§ EXERCISE PROMPT:
Copy all of the material below word for word, line by line.

Entries from an annotation dataset:
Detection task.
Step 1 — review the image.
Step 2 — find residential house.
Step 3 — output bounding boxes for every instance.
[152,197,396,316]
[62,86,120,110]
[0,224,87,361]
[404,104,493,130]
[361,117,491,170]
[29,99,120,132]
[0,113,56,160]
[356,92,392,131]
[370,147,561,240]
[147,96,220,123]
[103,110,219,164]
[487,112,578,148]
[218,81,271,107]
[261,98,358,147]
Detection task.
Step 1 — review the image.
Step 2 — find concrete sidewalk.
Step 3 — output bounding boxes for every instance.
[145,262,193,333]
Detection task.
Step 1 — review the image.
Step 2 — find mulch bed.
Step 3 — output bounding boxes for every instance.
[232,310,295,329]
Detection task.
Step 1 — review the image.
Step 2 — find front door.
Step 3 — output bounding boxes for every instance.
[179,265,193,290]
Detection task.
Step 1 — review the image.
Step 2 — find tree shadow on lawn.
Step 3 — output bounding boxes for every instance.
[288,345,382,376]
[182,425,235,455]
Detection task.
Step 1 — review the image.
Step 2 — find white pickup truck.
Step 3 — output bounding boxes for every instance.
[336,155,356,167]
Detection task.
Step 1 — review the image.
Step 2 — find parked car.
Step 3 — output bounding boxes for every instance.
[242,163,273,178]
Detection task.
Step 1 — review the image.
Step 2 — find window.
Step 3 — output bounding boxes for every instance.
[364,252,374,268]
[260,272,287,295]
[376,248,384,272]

§ COMPLETED EXERCISE:
Detection task.
Step 1 — review the image.
Step 2 — find residential house.
Step 3 — output bounding boxes for every instance.
[152,197,396,316]
[62,86,120,110]
[0,224,87,361]
[404,104,493,130]
[361,117,491,170]
[29,99,120,132]
[0,113,56,160]
[356,92,392,131]
[370,147,561,240]
[147,96,220,123]
[103,110,219,164]
[487,112,578,148]
[218,81,271,107]
[261,98,358,147]
Detection task.
Step 1 — review the image.
Step 2 — find concrete sidewalk.
Step 3 — output bounding boxes for every instance.
[145,262,193,333]
Detection task.
Step 1 — review the image.
Step 2 — find mulch bed.
Step 3 — output bounding boxes for every instance.
[232,310,295,329]
Detection task.
Step 1 — review the image.
Step 2 — find front door.
Step 3 — output bounding boxes for every instance.
[179,265,193,290]
Detection task.
Step 1 — review the image.
Step 2 — find tree shadow on lawn.
Step 3 — output bounding boxes for every instance.
[288,345,382,376]
[182,425,235,455]
Detection task.
Step 1 — review the image.
Step 2 — find white pickup truck.
Step 3 — output bounding boxes for every instance.
[336,155,356,167]
Detection task.
Step 1 — review the image.
Step 2 — find parked car.
Step 3 — output bounding boxes for every instance.
[242,163,273,178]
Detection task.
Step 1 — review the image.
Step 2 — find window.
Step 3 — output bounding boxes for every instance.
[364,252,374,268]
[260,272,287,295]
[376,248,384,272]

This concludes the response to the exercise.